BEGIN

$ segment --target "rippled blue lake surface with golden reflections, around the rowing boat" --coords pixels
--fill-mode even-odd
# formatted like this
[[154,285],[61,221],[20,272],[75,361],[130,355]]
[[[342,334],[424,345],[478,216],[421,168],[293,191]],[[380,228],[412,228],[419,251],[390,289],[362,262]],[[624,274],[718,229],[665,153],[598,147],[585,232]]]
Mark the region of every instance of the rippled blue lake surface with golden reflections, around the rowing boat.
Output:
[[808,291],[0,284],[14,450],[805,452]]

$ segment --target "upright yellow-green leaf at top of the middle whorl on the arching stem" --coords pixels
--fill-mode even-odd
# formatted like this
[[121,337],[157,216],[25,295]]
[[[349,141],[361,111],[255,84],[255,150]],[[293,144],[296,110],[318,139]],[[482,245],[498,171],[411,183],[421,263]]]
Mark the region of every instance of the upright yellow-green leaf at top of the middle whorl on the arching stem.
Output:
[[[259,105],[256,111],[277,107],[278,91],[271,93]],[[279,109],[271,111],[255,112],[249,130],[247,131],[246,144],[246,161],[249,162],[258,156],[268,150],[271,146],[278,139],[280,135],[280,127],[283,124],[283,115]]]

END

- [Work to complete]: Only lines holding the word "surface" belong in the answer; copy all of them from the records.

- [Task output]:
$ segment --target "rippled blue lake surface with golden reflections, around the rowing boat" --coords pixels
Mark the region of every instance of the rippled blue lake surface with golden reflections, around the rowing boat.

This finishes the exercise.